### [Document excerpt]
# Joyce Meyers



## bookslover

Is Joyce Meyer a heretic? My wife, who has good biblical discernment (a Christian for over 30 years) likes her a lot. I've watched a few of her programs and haven't heard her say anything particularly outrageous.

Any opinions?


----------



## AThornquist

If she isn't at the moment, she at least was a pastor. That's a problem.

And she is a part of the Word of Faith movement.


----------



## Rich Koster

She uses the term "Dad Hagin" quite freely. If you pinpoint the 5 main deceptions of the Word of Faith movement, you'd know anyone who subscribes to it is. The "Jesus died spiritually" doctrine, alone, is enough to make the charge of heretic stick. Read D.R. McConnel's "A Different Gospel". It will point out all of the errors.


----------



## Mindaboo

According to Wikipedia she is good company with Benny Hinn, Kenneth Copeland, Joel Osteen, and a few others. I've heard her speak once or twice when I was with a group of women, and I was ashamed of myself for doing so, even as a new Christian. As Andrew said, she's a female pastor. I personally wouldn't listen to her just because of that. She violates the Word of God deliberately every time she preaches.


----------



## SolaSaint

Hank Hanagraff has several of her sound bites recording her heretical statements. She is of the WOF flavour that says Jesus had to go to hell to whip Satan.


----------



## Weston Stoler

Heretic WOF indeed. I listened to her alot in my early rebellious teens and even read a book or two by her. Heretic indeed.


----------



## kvanlaan

I've listened to some of her stuff, since I know I myself tend to use 'heretic' more readily than I should. But she fits the bill, I think. In addition to the WOF junk, she preaches that Christians are 'little gods', and that's the one that always stuck with me. Prosperity gospel comes in differing degrees (from nearly benign to outright greedy), but it takes someone special to declare themselves a 'little god'.


----------



## jogri17

I've heard her in person talk about her love and appreciation for Benny Hinn. Heretic... no. Manipulator of women's emotions, money hungry, false prophet, demon obsessed... without doubt.


----------



## Pilgrim

From what I recall, she represents a slightly milder form of Word of Faith i.e. the Copelands, etc. But she is definitely cut from the same cloth.


----------



## Backwoods Presbyterian

Sometimes I think we don't use the word "heretic" enough. 

Interesting that we use the "heresy" word so willingly against FV, yet when it comes to someone so obviously wicked as Joyce Meyer our words are guarded.


----------



## Bookmeister

Amen Ben, I spent 30 years in St. Louis, where her church is, and met many people who have been strongly influenced by her. She is without a doubt a heretic and I say that without hesitation.

Jospeph, how can you call someone a manipulator, money hungry, demon obsessed and a false prophet yet still insist that we stop short of calling her a heretic?


----------



## C. M. Sheffield

Here's one of my favorite Joyce Meyer clips:

[video=youtube;7iQYDQKynKs]http://www.youtube.com/watch?v=7iQYDQKynKs[/video]


----------



## Joseph Scibbe

Notice how she never interacts with the words of Paul. Just dismisses them and moves on to another idea.

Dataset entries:
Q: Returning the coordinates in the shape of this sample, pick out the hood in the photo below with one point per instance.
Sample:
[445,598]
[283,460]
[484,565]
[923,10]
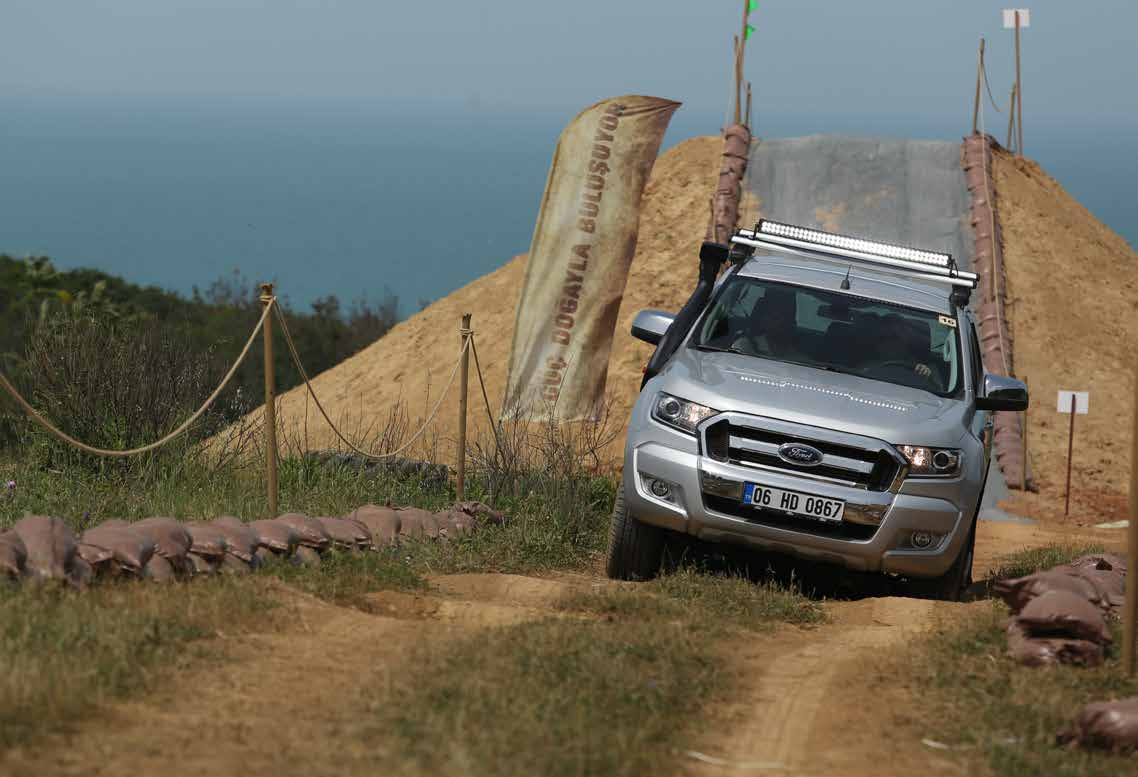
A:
[815,397]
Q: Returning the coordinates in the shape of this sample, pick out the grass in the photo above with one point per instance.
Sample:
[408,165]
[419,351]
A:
[997,711]
[64,653]
[608,694]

### [Exercise tasks]
**1.** Decide whether each statement agrees with the forum thread about Joyce Meyer, answering yes or no and quoting the words that settle it: (a) The person who starts the thread says his wife has been a Christian for over 30 years. (b) Bookmeister says Joyce Meyer's church is in Chicago. (c) jogri17 calls Joyce Meyer a heretic.
**2.** Substitute "broadcasts" for "programs" and write out the part of the forum thread between "Is Joyce Meyer" and "Any opinions?", inclusive.
**3.** In the forum thread, which book does Rich Koster recommend reading?
The dataset entries are separate material with no connection to the forum thread.

### [Answers for the tasks]
**1.**
(a) Yes: "a Christian for over 30 years"
(b) No: "I spent 30 years in St. Louis, where her church is"
(c) No: "Heretic... no."

**2.**
Is Joyce Meyer a heretic? My wife, who has good biblical discernment (a Christian for over 30 years) likes her a lot. I've watched a few of her broadcasts and haven't heard her say anything particularly outrageous.

Any opinions?

**3.** D.R. McConnel's "A Different Gospel."